WHAT THE EXERCISE ASKS: Render each line of the items below as a numbered list, leaving out any blank lines.

Data entries:
────────

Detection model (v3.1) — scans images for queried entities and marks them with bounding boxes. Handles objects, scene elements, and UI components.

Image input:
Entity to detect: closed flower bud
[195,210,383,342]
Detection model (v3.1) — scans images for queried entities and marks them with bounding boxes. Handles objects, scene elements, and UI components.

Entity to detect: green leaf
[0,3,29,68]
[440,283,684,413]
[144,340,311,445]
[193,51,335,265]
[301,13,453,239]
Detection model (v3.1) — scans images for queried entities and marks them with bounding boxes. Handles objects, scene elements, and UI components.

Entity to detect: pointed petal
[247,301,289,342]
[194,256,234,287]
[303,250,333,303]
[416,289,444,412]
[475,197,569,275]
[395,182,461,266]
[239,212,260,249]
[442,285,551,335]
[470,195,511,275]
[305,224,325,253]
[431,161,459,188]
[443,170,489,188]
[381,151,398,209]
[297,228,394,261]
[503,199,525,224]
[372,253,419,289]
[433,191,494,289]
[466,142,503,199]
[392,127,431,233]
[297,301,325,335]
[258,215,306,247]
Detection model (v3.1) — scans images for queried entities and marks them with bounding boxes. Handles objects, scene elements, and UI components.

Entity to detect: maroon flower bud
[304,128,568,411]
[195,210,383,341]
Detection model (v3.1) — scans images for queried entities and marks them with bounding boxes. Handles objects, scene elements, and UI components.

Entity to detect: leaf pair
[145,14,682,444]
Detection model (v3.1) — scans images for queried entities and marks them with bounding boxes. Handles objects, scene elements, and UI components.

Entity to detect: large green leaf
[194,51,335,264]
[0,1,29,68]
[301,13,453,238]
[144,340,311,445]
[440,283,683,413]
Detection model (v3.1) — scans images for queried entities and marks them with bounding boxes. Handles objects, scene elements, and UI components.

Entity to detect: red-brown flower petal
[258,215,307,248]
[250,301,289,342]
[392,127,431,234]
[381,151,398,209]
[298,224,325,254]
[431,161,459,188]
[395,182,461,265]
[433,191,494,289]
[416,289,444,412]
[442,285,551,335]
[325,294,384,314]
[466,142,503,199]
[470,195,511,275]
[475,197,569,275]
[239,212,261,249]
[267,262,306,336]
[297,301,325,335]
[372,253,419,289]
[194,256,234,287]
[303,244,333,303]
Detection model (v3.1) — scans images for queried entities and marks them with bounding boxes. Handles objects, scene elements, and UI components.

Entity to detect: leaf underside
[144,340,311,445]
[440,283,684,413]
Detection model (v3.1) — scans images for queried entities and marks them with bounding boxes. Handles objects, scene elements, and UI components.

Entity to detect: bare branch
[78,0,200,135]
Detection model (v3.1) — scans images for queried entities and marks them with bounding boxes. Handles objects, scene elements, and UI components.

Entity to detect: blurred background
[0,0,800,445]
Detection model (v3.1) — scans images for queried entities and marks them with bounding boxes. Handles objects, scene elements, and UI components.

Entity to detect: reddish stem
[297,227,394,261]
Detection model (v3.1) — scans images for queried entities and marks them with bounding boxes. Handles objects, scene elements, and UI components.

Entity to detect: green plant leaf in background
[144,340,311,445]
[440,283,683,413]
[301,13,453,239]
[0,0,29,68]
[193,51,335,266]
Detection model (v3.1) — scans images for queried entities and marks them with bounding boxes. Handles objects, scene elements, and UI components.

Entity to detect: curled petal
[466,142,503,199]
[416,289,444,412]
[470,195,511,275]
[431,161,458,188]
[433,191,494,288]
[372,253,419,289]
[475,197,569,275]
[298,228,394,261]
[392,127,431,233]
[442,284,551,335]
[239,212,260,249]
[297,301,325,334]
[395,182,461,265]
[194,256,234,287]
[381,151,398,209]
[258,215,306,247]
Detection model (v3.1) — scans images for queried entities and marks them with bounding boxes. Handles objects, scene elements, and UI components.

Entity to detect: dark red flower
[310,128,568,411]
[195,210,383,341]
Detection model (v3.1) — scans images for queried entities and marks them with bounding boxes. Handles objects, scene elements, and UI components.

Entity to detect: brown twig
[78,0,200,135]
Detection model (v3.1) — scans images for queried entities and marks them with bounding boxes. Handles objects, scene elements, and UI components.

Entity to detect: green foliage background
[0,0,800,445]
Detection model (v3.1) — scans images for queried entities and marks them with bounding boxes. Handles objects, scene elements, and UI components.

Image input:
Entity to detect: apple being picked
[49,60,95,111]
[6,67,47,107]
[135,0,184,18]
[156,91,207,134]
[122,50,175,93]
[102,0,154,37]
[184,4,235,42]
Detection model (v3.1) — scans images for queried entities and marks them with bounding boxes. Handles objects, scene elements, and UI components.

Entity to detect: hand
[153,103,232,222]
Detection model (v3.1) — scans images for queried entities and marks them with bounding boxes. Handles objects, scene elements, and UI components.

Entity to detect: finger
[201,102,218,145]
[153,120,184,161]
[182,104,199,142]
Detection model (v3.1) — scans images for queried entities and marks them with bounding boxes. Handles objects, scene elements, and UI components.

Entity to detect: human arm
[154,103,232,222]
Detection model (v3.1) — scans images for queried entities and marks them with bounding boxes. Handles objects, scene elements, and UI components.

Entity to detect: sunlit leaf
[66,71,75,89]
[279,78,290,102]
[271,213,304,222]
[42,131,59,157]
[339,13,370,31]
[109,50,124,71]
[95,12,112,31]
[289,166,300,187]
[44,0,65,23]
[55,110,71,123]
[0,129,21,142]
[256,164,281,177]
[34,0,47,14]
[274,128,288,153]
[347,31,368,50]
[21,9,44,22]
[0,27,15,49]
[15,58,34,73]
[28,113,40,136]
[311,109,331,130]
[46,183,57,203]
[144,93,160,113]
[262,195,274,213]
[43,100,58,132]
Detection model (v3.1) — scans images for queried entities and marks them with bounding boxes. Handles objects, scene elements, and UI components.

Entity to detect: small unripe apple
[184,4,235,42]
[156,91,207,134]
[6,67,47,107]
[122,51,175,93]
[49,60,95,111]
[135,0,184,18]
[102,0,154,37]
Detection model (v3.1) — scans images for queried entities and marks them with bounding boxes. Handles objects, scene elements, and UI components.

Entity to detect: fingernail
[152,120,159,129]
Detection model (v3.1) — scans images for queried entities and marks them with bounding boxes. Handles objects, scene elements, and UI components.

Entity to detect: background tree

────────

FULL SOLUTION:
1. Detection model (v3.1) — scans images for queried entities and marks them with bounding boxes. Handles objects, scene elements, and UI components.
2. Image input:
3. Entity to detect: closed flower bud
4. [195,210,383,342]
5. Detection model (v3.1) — scans images for queried entities and marks them with bounding boxes. Handles objects, scene elements, and UI components.
6. Entity to detect: green leaf
7. [0,3,29,68]
8. [440,283,684,413]
9. [144,340,311,445]
10. [193,51,335,265]
11. [301,13,453,239]
12. Detection model (v3.1) — scans images for queried entities and marks them with bounding boxes. Handles objects, scene elements, and UI components.
13. Entity to detect: pointed petal
14. [247,301,289,342]
15. [194,256,234,287]
16. [303,250,333,303]
17. [416,289,444,412]
18. [475,197,569,275]
19. [395,182,461,266]
20. [239,212,260,249]
21. [442,285,551,335]
22. [470,195,511,275]
23. [305,224,325,253]
24. [431,161,459,188]
25. [443,170,489,188]
26. [381,151,398,209]
27. [297,228,394,261]
28. [503,199,525,224]
29. [372,253,419,289]
30. [433,191,494,289]
31. [466,142,503,199]
32. [392,127,431,233]
33. [297,301,325,335]
34. [258,215,306,247]
35. Detection model (v3.1) — scans images for queried entities and marks them with bounding boxes. Handles objects, scene elements, and UI components.
36. Entity to detect: maroon flower bud
37. [304,128,568,411]
38. [195,210,383,341]
39. Detection model (v3.1) — scans images for queried entities and marks them with bounding boxes. Handles objects, scene elements, and UI components.
40. Entity to detect: leaf pair
41. [145,14,682,444]
42. Detection model (v3.1) — scans images for queried entities and marks them with bounding boxes. Handles objects, scene elements, and UI components.
43. Entity to detect: large green leaf
44. [194,51,335,264]
45. [0,1,29,68]
46. [301,13,453,238]
47. [144,340,311,445]
48. [440,283,683,413]
49. Detection model (v3.1) — scans images for queried entities and marks them with bounding boxes. Handles objects, scene elements, and UI components.
50. Entity to detect: red-brown flower petal
51. [258,215,307,248]
52. [250,301,289,342]
53. [392,127,431,234]
54. [381,151,398,209]
55. [298,224,325,254]
56. [431,161,459,188]
57. [395,182,461,265]
58. [433,191,494,289]
59. [416,289,444,412]
60. [442,285,551,335]
61. [325,294,384,314]
62. [466,142,503,199]
63. [470,195,511,275]
64. [475,197,569,275]
65. [239,212,261,249]
66. [267,262,306,336]
67. [297,301,325,335]
68. [372,253,419,289]
69. [194,256,234,287]
70. [303,244,333,303]
71. Detection model (v3.1) — scans images for queried entities and marks them with bounding boxes. Handles objects, scene elements, and UI components.
72. Entity to detect: leaf underside
73. [144,340,311,445]
74. [440,283,684,413]
75. Detection model (v3.1) — scans images for queried entities and marks them with bounding boxes. Handles objects, scene elements, and UI components.
76. Entity to detect: bare branch
77. [78,0,200,135]
78. Detection model (v3.1) — scans images for queried entities and marks them with bounding boxes. Handles objects, scene elements, and UI components.
79. Entity to detect: blurred background
80. [0,0,800,445]
81. Detection model (v3.1) — scans images for queried entities and marks them with bounding boxes. Handles objects, scene elements, and UI components.
82. Entity to detect: reddish stem
83. [297,227,394,261]
84. Detection model (v3.1) — scans images for queried entities and marks them with bounding boxes. Handles objects, scene elements, and UI components.
85. Entity to detect: green plant leaf in background
86. [144,340,311,445]
87. [440,283,683,413]
88. [301,13,453,239]
89. [0,0,29,68]
90. [193,51,335,266]
91. Detection model (v3.1) — scans images for queried entities and marks them with bounding boxes. Handles objects, scene elements, and UI components.
92. Entity to detect: curled petal
93. [466,142,503,199]
94. [416,289,444,412]
95. [470,195,511,275]
96. [431,161,458,188]
97. [433,191,494,288]
98. [372,253,419,289]
99. [475,197,569,275]
100. [298,228,394,261]
101. [392,127,431,233]
102. [442,284,551,335]
103. [239,212,260,249]
104. [297,301,325,334]
105. [395,182,461,265]
106. [194,256,234,287]
107. [381,151,398,209]
108. [258,215,306,247]
109. Detection model (v3.1) — scans images for queried entities and marks them with bounding boxes. Handles objects, scene elements, and UI components.
110. Entity to detect: dark red flower
111. [310,128,568,411]
112. [195,210,383,341]
113. Detection model (v3.1) — scans images for queried entities and marks them with bounding boxes. Handles objects, scene elements, and UI components.
114. Entity to detect: brown twig
115. [78,0,200,135]
116. Detection model (v3.1) — scans images for queried entities and marks them with bounding boxes. Handles objects, scene elements, and UI components.
117. Entity to detect: green foliage background
118. [0,0,800,445]
119. Detection model (v3.1) — scans images for queried entities and marks them with bounding boxes. Handles objects, scene elements, and UI components.
120. Image input:
121. Entity to detect: apple being picked
122. [49,60,95,111]
123. [6,67,47,107]
124. [135,0,184,18]
125. [156,91,207,134]
126. [122,50,175,93]
127. [102,0,154,37]
128. [184,4,235,42]
129. Detection model (v3.1) — scans images for queried entities and marks them with bounding boxes. Handles objects, scene elements, and UI components.
130. Entity to detect: hand
131. [153,103,232,222]
132. Detection model (v3.1) — scans images for queried entities and marks them with bounding boxes. Handles objects, scene elements, and UI components.
133. Entity to detect: finger
134. [201,102,218,145]
135. [153,120,184,161]
136. [182,104,199,142]
137. Detection model (v3.1) — scans images for queried entities and marks them with bounding boxes. Handles objects, scene elements, and UI components.
138. Entity to detect: human arm
139. [154,103,232,222]
140. Detection model (v3.1) — scans images for queried entities and marks them with bounding boxes. Handles objects, scene elements, and UI components.
141. Entity to detect: sunlit leaf
142. [66,71,75,89]
143. [279,78,290,102]
144. [271,213,304,222]
145. [42,131,59,157]
146. [339,13,370,31]
147. [109,50,124,71]
148. [95,12,112,31]
149. [289,166,300,187]
150. [44,0,65,23]
151. [55,110,71,123]
152. [0,129,21,142]
153. [256,164,281,177]
154. [34,0,47,14]
155. [274,128,288,153]
156. [347,31,368,50]
157. [21,9,44,22]
158. [0,27,15,49]
159. [15,58,34,73]
160. [28,113,40,136]
161. [311,109,331,130]
162. [46,183,57,203]
163. [144,93,160,113]
164. [262,195,274,213]
165. [43,100,58,132]
166. Detection model (v3.1) — scans images for queried entities and marks them with bounding boxes. Handles objects, scene elements, and UI components.
167. Entity to detect: small unripe apple
168. [184,4,235,42]
169. [156,91,207,134]
170. [6,67,47,107]
171. [122,51,175,93]
172. [49,60,95,111]
173. [135,0,184,18]
174. [102,0,154,37]
175. Detection model (v3.1) — scans images for queried entities and marks them with bounding boxes. Handles objects, scene elements, and UI components.
176. Entity to detect: fingernail
177. [152,120,159,129]
178. Detection model (v3.1) — scans images for queried entities and marks them with bounding boxes. Handles objects, scene elements, and UI components.
179. Entity to detect: background tree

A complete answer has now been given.